2019年9月11日水曜日

歯の神経がなくなると一緒に血管もなくなってしまい、歯は枯れ木のようにもろくなります

お口の中には細菌がいっぱいです。お口の中の常在菌は少ない人で120種、多い人では350種以上も存在し、その数は少なくとも1000億個以上といわれています。その中のミュータンスレンサ球菌が食事に含まれる糖質からプラーク(歯垢)という糊(のり)のようにべたつくものをつくりだして、歯に強力に付着して繁殖を始めます。このプラークの中で砂糖や炭水化物が発酵し、酸が産生され、歯はその酸によって少しずつ溶けていきます。これが虫歯の始まりです。実際に虫歯ができてしまうのには4つの要素があり、すべての条件が揃った時に虫歯ができていきます。
1段階(CO)症状:自覚症状なし
虫歯の初期段階で、黒くなったり穴があいたりしないため、日常生活において気付くことはほぼありません。歯質が溶け始めているところがエナメル質に白い斑点のようにみえるくらいです。しっかりとした歯磨きや、歯を強くするフッ素を使うことにより、進行を止めることができるので歯を削る必要はありません。

== 課題一覧 ==
A - 虫歯についての文章を「2019年9月11日水曜日」から「た時に虫歯ができていきます。」まで、「ミュータンスレンサ球菌」を「虫歯菌」に置き換えて書き直すこと。
B - 虫歯についての文章の続きを、最後の文の次から書くこと。

== データ抜粋 ==

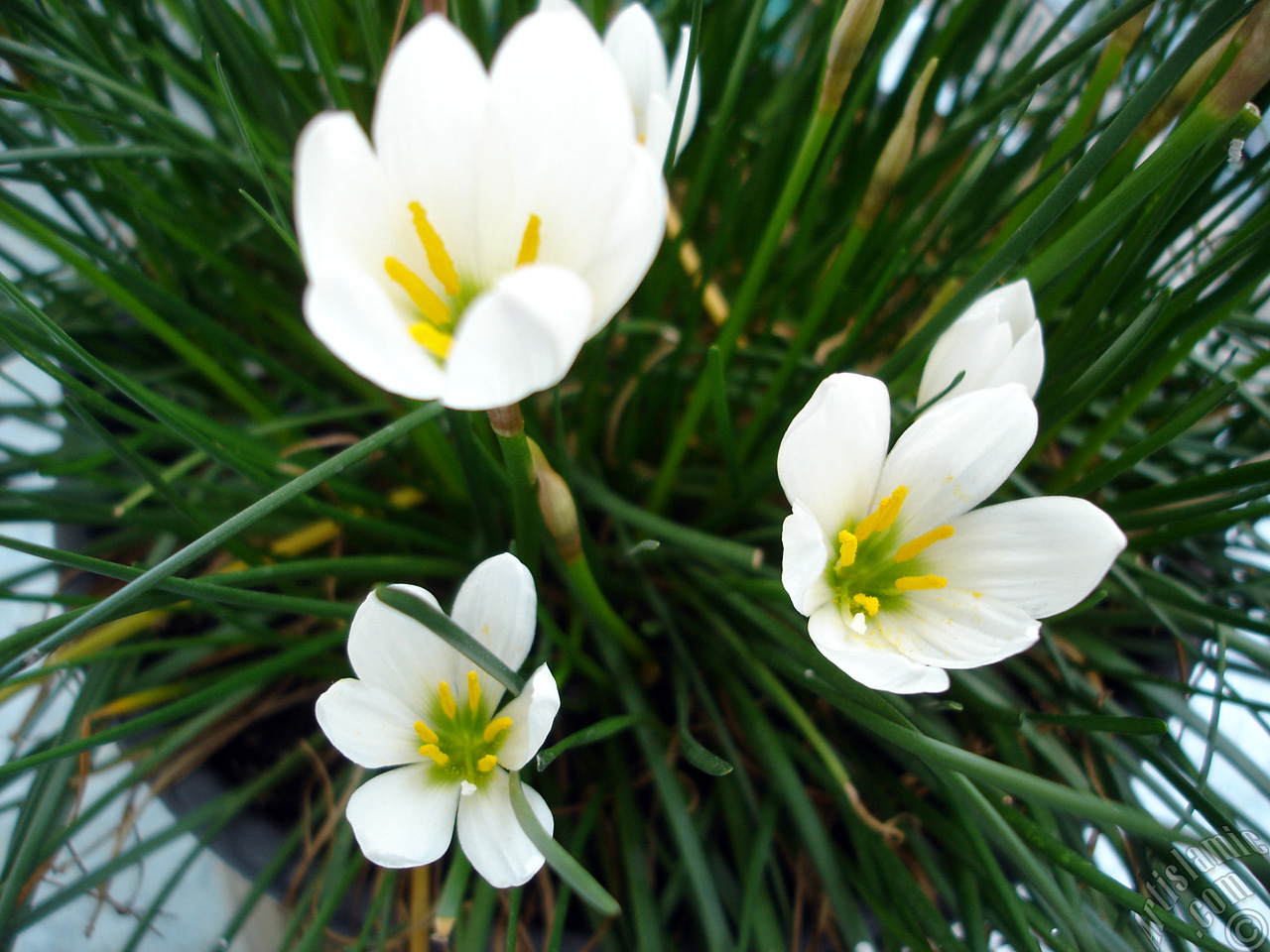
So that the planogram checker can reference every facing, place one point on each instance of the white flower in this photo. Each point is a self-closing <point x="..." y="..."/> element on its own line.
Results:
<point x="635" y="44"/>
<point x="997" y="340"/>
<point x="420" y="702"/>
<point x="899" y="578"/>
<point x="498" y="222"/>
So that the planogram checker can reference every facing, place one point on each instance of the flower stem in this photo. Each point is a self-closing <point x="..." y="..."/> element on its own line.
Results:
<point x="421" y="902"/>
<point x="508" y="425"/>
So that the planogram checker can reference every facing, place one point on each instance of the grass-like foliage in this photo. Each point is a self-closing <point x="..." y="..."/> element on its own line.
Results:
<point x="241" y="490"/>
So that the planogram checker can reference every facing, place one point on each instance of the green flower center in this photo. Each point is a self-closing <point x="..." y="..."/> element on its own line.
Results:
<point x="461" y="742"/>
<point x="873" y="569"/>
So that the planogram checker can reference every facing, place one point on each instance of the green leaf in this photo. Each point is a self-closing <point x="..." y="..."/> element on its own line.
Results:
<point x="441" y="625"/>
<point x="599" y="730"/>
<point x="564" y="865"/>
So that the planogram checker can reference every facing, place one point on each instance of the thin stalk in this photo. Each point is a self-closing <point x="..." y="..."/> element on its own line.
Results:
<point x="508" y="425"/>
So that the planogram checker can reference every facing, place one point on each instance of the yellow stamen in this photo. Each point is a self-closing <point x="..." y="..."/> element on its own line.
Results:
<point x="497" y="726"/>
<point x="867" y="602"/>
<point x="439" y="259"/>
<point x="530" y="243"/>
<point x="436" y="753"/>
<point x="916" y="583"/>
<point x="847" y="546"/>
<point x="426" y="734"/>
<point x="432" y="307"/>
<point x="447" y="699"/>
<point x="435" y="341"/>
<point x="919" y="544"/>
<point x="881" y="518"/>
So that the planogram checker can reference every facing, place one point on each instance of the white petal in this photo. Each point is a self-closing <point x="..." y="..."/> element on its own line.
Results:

== 番号別解答 ==
A -
2019年9月11日水曜日

歯の神経がなくなると一緒に血管もなくなってしまい、歯は枯れ木のようにもろくなります

お口の中には細菌がいっぱいです。お口の中の常在菌は少ない人で120種、多い人では350種以上も存在し、その数は少なくとも1000億個以上といわれています。その中の虫歯菌が食事に含まれる糖質からプラーク(歯垢)という糊(のり)のようにべたつくものをつくりだして、歯に強力に付着して繁殖を始めます。このプラークの中で砂糖や炭水化物が発酵し、酸が産生され、歯はその酸によって少しずつ溶けていきます。これが虫歯の始まりです。実際に虫歯ができてしまうのには4つの要素があり、すべての条件が揃った時に虫歯ができていきます。

B -
2段階(C1
症状:自覚症状なし、まれに歯がしみる
虫歯はエナメル質内にとどまっていますが、自然治癒は期待できず、歯を削らないと治せません。この段階で虫歯を見つけることができれば、一度の治療で白い詰め物をするだけで済むこともあります。できればこの段階で気づきたいものです。ただここまで虫歯になっても症状はない場合が多く、定期健診などでチェックを受けることが大切です。
3段階(C2)症状:歯がしみる、甘いのもで歯が痛い
C1よりも虫歯が深くなると、エナメル質の内側の象牙質に達します。象牙質は神経に繋がっているため、冷たいものでしみたり、甘いもので痛みがあったりと自覚症状が出てきます。しかし神経は残すことができ、削った後は虫歯の大きさ・範囲、噛み合わせの状態によって、詰め物(インレー)や被せ物(クラウン)で治療していきます。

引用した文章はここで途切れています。